▸ Given instruction: In the records below, locate the line containing "Question. For every instance of the gold", then extract it and all following lines exactly, ending with the last line.

(Items from a data source)

>>>

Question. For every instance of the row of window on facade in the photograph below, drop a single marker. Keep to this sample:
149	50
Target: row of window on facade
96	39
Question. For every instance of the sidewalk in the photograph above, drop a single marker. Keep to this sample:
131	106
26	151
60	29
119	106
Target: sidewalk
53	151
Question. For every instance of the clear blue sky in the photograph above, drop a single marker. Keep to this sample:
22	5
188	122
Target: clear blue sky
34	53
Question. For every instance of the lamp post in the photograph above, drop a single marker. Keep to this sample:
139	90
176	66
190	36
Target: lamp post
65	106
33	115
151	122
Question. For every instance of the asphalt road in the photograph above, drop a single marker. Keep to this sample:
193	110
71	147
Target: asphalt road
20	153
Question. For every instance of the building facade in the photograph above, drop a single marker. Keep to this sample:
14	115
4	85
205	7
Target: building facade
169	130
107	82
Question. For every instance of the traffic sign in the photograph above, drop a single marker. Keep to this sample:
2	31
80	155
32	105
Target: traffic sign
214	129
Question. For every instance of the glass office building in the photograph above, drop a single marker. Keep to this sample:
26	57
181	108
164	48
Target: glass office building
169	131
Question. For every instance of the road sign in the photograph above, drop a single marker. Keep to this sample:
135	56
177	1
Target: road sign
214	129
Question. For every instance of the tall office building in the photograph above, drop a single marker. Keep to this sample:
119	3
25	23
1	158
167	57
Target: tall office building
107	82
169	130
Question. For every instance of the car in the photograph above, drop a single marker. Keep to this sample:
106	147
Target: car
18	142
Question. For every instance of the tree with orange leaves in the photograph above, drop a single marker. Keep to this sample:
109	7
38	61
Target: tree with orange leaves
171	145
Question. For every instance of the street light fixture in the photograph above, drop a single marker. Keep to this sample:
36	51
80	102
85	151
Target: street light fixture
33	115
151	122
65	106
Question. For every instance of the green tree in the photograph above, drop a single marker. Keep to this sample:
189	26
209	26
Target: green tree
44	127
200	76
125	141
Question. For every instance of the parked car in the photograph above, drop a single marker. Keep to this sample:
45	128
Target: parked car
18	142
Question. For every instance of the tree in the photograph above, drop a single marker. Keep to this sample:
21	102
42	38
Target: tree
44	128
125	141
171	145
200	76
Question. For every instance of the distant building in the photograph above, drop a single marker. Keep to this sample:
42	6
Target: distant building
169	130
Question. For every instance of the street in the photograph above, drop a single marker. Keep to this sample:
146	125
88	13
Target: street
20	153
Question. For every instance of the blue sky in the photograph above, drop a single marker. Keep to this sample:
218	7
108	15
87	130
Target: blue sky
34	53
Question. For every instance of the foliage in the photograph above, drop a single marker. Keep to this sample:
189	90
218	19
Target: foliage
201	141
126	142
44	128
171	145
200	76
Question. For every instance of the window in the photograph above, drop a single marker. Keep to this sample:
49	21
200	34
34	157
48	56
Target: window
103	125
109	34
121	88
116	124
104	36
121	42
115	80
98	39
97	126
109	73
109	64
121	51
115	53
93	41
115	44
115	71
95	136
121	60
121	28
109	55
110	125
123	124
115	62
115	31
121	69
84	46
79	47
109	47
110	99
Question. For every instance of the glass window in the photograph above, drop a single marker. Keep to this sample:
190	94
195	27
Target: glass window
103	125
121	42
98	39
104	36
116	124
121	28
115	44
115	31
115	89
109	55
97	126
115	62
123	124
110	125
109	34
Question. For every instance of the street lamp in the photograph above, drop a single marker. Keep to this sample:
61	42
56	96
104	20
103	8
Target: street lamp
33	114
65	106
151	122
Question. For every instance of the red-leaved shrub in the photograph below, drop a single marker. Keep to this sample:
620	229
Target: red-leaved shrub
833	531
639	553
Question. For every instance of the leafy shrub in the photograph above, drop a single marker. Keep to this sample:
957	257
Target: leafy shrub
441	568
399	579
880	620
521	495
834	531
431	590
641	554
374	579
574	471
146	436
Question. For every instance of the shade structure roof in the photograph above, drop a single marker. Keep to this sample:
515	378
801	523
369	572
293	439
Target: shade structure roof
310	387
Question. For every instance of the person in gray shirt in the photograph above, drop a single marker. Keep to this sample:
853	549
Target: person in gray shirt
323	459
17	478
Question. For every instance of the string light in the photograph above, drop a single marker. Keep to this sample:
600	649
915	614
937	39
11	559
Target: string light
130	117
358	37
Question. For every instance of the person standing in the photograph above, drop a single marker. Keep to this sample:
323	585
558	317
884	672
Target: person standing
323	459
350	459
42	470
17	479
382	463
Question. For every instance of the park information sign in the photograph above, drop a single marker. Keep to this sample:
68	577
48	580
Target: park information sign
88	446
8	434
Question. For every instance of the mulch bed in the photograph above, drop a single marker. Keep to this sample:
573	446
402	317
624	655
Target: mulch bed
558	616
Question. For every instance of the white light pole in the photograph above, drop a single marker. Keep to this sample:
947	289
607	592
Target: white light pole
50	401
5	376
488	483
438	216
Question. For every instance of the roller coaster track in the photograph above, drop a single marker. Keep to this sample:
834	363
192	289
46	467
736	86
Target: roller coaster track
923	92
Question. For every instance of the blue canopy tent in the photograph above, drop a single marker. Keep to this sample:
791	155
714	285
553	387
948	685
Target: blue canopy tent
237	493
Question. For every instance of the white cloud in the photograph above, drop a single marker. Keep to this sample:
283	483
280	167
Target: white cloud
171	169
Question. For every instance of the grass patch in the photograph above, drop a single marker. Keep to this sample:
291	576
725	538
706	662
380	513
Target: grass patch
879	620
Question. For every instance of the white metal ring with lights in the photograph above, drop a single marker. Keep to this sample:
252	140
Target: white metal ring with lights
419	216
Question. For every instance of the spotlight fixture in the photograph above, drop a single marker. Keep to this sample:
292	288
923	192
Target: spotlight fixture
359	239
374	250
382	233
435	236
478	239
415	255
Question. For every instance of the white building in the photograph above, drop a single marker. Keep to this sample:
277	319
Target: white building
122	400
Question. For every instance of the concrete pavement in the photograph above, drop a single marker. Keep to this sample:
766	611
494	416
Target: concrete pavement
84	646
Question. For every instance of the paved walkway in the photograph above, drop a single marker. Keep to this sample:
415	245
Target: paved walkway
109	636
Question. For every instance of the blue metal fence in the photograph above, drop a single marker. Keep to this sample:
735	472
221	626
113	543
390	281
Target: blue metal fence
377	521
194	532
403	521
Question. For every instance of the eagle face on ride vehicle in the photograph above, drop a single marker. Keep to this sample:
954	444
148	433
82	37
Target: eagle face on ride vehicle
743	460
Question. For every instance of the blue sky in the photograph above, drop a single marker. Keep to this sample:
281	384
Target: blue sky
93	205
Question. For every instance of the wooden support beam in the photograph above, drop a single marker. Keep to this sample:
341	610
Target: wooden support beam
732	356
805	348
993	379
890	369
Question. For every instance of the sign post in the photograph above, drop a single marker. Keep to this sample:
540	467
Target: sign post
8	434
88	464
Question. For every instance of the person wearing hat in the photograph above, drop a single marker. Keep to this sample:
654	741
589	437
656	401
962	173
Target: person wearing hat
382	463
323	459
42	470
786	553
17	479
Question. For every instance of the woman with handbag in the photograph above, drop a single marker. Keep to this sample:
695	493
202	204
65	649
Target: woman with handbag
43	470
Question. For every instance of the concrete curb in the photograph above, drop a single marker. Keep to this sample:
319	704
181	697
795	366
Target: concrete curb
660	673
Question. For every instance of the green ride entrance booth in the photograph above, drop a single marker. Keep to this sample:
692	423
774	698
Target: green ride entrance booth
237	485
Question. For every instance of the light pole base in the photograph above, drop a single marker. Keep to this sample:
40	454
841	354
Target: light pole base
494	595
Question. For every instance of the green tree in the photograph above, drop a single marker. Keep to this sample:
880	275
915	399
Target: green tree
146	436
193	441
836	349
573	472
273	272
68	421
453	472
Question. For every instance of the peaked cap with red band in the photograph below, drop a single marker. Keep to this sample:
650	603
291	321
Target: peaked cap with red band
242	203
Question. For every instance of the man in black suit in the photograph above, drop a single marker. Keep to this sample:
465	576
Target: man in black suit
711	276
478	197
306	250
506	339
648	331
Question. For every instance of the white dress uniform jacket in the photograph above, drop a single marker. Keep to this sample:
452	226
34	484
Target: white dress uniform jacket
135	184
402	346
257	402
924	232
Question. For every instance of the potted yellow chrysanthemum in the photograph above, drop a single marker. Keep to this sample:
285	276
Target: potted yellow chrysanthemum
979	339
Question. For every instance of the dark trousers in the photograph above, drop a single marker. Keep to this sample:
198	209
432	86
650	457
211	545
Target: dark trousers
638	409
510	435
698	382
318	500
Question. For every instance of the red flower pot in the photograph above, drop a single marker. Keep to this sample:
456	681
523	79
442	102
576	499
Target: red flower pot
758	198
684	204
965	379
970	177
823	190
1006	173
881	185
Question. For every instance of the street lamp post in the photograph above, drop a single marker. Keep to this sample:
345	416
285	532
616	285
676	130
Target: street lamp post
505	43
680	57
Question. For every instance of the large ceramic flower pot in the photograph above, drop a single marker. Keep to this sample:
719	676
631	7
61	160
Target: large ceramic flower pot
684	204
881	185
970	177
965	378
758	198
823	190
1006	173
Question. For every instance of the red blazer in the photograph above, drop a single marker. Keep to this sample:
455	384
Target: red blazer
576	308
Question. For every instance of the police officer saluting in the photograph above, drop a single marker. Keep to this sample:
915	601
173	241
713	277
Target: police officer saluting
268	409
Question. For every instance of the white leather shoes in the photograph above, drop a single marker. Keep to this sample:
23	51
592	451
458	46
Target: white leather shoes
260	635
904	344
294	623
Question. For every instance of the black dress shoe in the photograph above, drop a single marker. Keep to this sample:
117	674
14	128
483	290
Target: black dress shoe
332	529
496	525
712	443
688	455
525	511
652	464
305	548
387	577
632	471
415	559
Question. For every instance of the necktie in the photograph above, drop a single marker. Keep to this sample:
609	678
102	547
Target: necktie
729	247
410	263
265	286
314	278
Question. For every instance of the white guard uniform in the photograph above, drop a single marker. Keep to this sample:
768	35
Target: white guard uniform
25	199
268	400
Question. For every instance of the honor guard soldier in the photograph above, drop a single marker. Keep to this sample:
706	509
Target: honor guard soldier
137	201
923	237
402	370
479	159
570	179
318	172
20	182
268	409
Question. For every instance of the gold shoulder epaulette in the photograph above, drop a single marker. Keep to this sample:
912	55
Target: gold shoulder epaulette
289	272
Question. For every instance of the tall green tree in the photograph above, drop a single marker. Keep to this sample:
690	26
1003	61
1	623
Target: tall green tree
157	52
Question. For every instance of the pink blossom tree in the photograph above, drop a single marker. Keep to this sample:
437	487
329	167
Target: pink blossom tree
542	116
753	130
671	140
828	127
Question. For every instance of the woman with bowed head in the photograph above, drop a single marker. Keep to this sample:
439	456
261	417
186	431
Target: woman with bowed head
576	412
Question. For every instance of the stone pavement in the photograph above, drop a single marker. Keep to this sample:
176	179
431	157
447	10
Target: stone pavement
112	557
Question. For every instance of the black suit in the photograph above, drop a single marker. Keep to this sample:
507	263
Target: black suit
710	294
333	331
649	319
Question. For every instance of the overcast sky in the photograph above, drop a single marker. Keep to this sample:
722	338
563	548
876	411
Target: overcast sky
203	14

<<<

▸ Solution to the problem:
Question. For every instance of the gold shoulder epaulette in the photograph above, drop a single marker. Keep to this sample:
912	55
Target: gold shoulder epaulette
289	272
Question. For every instance of the tall green tree in the photograph above, drop a single marker. Keep to this sample:
690	26
1003	61
1	623
Target: tall green tree
157	52
Question. For every instance of the pink blossom tree in the photograph above, drop a single marker. Keep to this sample:
437	487
329	167
Target: pink blossom tree
542	116
753	130
671	140
828	127
Question. For every instance of the woman with bowed head in the photograph above, drop a single marker. Keep to this sample:
439	456
261	417
186	431
Target: woman with bowed head
576	412
Question. For every instance of the stone pavement in the photograph above, drop a single marker. Keep to this sample:
176	179
431	157
447	10
Target: stone pavement
112	557
Question. For every instance of the black suit in the photograph above, drop a single marker. Keep to this sample:
507	263
Target: black suit
710	294
333	331
649	319
Question. For every instance of the overcast sky in the photograph above, drop a single marker. Keep to this sample:
722	338
563	548
876	411
Target: overcast sky
203	14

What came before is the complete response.